Política

Movimentos convocados pelas redes sociais ou o Poder a correr o risco de cair na rua

Portugal sempre foi um país muito permeável ao que vem de fora e, claro, como imitador convicto em tudo não podia deixar de imitar o que se fez em França, país onde os problemas não são comparáveis, e em nada têm a ver com os nossos. Havendo falta de originalidade recorre-se à imitação com movimento organizado, manipulado e manipulador de opinião, onde estará envolvida organizações da extrema-direita como o partido PNR, mas não há a certeza.


Isto leva-me a refletir sobre a relação da política exercida com este tipo de movimentos ditos espontâneos. No dia 25 de abril de 1974 durante o cerco do Quartel do Carmo, quando Salgueiro Maia consegue a rendição de Marcelo Caetano este faz uma exigência: só aceita entregar-se a um oficial de patente superior para que o "poder não caia na rua". António de Spínola foi o homem escolhido. Na altura não havia internet, nem redes sociais como o Twitter e o Facebook.


Hoje em dia o Poder pode, através das redes sociais, correr o risco de cair na rua e as decisões políticas serem pressionadas sem qualquer reflexão. Basta uma convocatória no Facebook por um qualquer grupo de indivíduos, ou “amigos facebookianos” que compartilham os mesmo objetivos para haver uma concentração na rua a reivindicar e a exigir, o quer que seja, sem ponderação sobre as consequências, a não ser as das exigências que satisfaçam os seus pontos de vista que dizem também ser os de todo o povo sem que haja representantes para uma intermediação. Falam em nome do povo, e o povo acolhe essa demagogia populista porque vai ao encontro do seu sentir como uma espécie de epifania. É a constatação do tentar fazer cair o Poder na rua como se verificou em França com os autodenominados coletes amarelos.

> _Descrição da tarefa_
Reproduza sem qualquer alteração o trecho do texto sobre os movimentos convocados pelas redes sociais que começa em "Movimentos convocados pelas" e segue até "há a certeza.".

> _Dados registados_
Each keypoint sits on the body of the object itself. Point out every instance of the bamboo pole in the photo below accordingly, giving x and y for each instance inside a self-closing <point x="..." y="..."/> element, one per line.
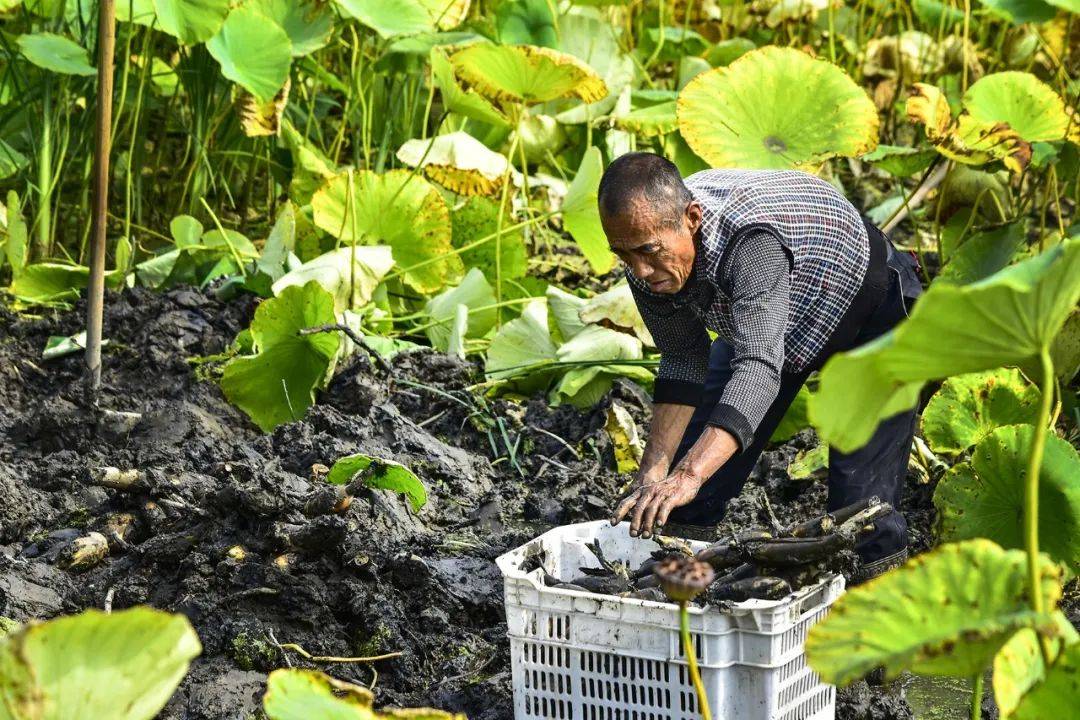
<point x="103" y="143"/>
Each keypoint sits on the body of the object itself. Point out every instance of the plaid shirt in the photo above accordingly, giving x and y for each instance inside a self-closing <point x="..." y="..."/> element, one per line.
<point x="781" y="256"/>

> _Resolução da tarefa_
Movimentos convocados pelas redes sociais ou o Poder a correr o risco de cair na rua

Portugal sempre foi um país muito permeável ao que vem de fora e, claro, como imitador convicto em tudo não podia deixar de imitar o que se fez em França, país onde os problemas não são comparáveis, e em nada têm a ver com os nossos. Havendo falta de originalidade recorre-se à imitação com movimento organizado, manipulado e manipulador de opinião, onde estará envolvida organizações da extrema-direita como o partido PNR, mas não há a certeza.